▶ _Written task_
Can you duplicate every one of the lines below, character for character, with nothing changed?
___ Supplied material
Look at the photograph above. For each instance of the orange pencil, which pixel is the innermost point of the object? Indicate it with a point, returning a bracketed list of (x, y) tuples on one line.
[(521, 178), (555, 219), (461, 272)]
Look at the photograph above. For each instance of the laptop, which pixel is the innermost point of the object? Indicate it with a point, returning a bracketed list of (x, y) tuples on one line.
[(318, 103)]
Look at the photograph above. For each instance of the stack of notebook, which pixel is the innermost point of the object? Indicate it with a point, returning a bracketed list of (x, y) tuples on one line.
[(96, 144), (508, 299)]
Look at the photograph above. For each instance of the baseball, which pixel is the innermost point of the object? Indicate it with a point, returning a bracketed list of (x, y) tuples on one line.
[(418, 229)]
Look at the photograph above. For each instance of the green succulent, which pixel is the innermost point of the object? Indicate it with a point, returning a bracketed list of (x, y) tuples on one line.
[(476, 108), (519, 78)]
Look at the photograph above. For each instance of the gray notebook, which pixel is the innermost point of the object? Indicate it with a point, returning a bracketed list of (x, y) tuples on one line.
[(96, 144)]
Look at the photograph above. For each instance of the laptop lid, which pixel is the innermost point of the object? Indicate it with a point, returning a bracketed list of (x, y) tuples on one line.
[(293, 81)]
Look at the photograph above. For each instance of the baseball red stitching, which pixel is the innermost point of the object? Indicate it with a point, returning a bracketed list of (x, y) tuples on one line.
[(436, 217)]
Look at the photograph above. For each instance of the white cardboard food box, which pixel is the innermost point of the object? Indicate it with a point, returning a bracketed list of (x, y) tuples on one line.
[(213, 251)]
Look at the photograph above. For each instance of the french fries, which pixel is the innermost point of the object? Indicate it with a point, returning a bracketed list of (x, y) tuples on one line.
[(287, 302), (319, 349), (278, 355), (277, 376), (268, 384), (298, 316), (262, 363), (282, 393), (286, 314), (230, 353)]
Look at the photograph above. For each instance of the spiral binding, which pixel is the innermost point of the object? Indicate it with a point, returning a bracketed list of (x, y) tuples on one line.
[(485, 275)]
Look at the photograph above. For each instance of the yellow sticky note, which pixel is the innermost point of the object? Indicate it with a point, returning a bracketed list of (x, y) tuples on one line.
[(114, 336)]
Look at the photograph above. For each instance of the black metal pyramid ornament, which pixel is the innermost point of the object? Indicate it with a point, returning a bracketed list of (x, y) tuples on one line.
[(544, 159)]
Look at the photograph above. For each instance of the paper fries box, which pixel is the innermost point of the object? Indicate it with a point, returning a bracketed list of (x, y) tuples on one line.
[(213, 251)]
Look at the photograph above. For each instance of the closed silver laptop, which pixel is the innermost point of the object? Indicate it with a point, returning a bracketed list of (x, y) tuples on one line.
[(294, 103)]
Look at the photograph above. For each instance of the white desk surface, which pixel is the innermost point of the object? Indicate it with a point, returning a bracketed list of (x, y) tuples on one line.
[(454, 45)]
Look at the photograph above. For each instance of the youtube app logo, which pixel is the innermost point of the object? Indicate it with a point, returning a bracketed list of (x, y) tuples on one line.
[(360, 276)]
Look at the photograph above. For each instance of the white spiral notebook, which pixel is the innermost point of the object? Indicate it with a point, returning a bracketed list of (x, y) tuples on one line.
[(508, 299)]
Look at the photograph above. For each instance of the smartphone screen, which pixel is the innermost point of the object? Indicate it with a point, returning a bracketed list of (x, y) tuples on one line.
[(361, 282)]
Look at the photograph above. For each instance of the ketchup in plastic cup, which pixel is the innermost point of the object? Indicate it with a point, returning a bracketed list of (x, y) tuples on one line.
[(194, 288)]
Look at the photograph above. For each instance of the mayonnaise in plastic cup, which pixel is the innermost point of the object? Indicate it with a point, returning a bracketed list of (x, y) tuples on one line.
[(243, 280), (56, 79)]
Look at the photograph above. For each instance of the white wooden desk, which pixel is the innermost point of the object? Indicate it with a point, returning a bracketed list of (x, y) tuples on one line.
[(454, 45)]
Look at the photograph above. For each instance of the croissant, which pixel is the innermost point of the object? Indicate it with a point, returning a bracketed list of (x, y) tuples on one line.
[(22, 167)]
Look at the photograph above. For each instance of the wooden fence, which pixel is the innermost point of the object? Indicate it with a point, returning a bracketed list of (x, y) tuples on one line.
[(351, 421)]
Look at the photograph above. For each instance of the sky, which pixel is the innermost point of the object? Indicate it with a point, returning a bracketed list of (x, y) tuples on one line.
______
▶ _Exercise output_
Look at the photograph above. For each instance of the orange pencil, which pixel is the innermost point of the object? Indicate it with a point, returning a bracketed list of (x, y) tuples on one line.
[(521, 178), (555, 219), (461, 272)]
Look at the photograph above. For each instance of the laptop, which pixel is the innermost point of the object? Indicate it with a point, returning a bracketed list of (x, y) tuples on one line.
[(318, 103)]
Look at the photograph above. For each instance of the stack of notebook, which pixel is the innermost point of the object? Indicate it with a point, returning a bracketed list of (x, y) tuples on one line.
[(96, 144), (508, 299)]
Look at the photograph above. For each instance of the baseball, which pixel is the innermost point of the object? Indicate it with a point, returning a bracketed list of (x, y) tuples on one line.
[(418, 229)]
Look at the photograph above. For each instance of the green succulent, which pixel is the innermost point of the object? Indicate it with a point, returning a bracketed list of (x, y) tuples on one line.
[(476, 108), (519, 78)]
Look at the photograph above. For each instance of the gray notebook, which pixel is the innermost point of the object? Indicate it with a point, returning a bracketed list of (x, y) tuples on one line.
[(96, 144)]
Look at the photograph above. For each instance of the laptop lid, which pixel is the innermost point of the object? Indicate it with a point, returning a bracketed list of (x, y) tuples on one line.
[(293, 81)]
Look at the photograph above. For each instance of the baseball red stitching, which pixel is the innermost point of the object? Indicate it with a point, returning a bracketed list of (x, y) tuples on one line.
[(436, 217)]
Look at the photograph above. For each instance of the white cardboard food box, which pixel is the innermost point of the object? Indicate it with a point, returning a bracketed list of (x, y) tuples on one line.
[(213, 251)]
Look at the photograph above. For each instance of the french fries, which pixel is the innermost point of the object? Indicate it with a point, returning a bracketed list of (x, y) tuples on one line.
[(287, 302), (319, 349), (278, 355), (277, 376), (268, 384), (298, 316), (262, 363), (282, 393), (286, 314), (230, 353)]
Look at the photograph above. For each instance of the spiral binding, which pixel is the innermost point of the object? Indicate it with a point, returning a bracketed list of (x, y) tuples on one line.
[(485, 275)]
Look at the photograph above. For each instance of the yellow sticky note, which pixel is the innermost point of the object? Indicate it with a point, returning a bracketed list of (x, y) tuples on one line.
[(114, 336)]
Look at the photograph above. For each instance of the black metal pyramid ornament, which pixel is the innermost point of the object? Indicate it with a point, returning a bracketed list of (x, y) tuples on one line.
[(544, 159)]
Look at the photograph above. For each instance of the paper fries box, which pixel is the innermost point of the object? Indicate it with a point, returning a bracketed list of (x, y) tuples on one line.
[(213, 251)]
Look at the photograph above. For each instance of the closed silver laptop, which pixel is the innermost point of the object? Indicate it with a point, returning a bracketed list of (x, y) tuples on one line.
[(294, 103)]
Look at the photograph above. For each instance of the white desk surface, which pixel is the innermost point of the object? Indicate it with a point, returning a bracketed list of (x, y) tuples on one line.
[(454, 45)]
Look at the photograph above. For each instance of the youtube app logo, which pixel is the innermost point of the object? Indicate it with a point, returning a bracketed list of (x, y) tuples on one line.
[(360, 276)]
Look at the photograph above. For each instance of the white spiral notebook, which pixel is the innermost point of the object? Indicate it with a point, returning a bracketed list of (x, y) tuples on one line.
[(508, 299)]
Look at the photograph above. For each instance of the smartphone screen, which pixel is the innermost point of the object? Indicate it with a point, returning a bracketed list of (x, y) tuples on one line.
[(361, 282)]
Look at the photograph above. For each instance of the ketchup in plastic cup, which pixel is the innermost point of the object? Indicate it with a point, returning a bracketed list of (x, y) tuples on one line.
[(194, 288)]
Look at the photograph above. For each instance of the mayonnaise in plastic cup, which pixel is the innermost point of the object? Indicate it with a point, returning a bracketed list of (x, y) tuples on one line.
[(243, 280), (56, 79)]
Look at the photograph above. For each instance of the white wooden desk, which pixel is the innermost point of the object? Indicate it with a point, returning a bracketed list of (x, y) tuples on one line.
[(454, 45)]
Look at the photograph above. For each instance of the croissant, which pixel is the innermost point of the object? Indicate it with a point, returning a bracketed list of (x, y) tuples on one line.
[(22, 167)]
Look at the photograph above. For each instance of the wooden fence, which pixel is the innermost point of the object? Indicate it with a point, returning a bracketed list of (x, y) tuples on one line.
[(351, 421)]
Look at the photograph above. For each instance of the sky, which pixel is the innermost point of the object? Indicate it with a point, returning a bracketed list of (x, y) tuples on one line.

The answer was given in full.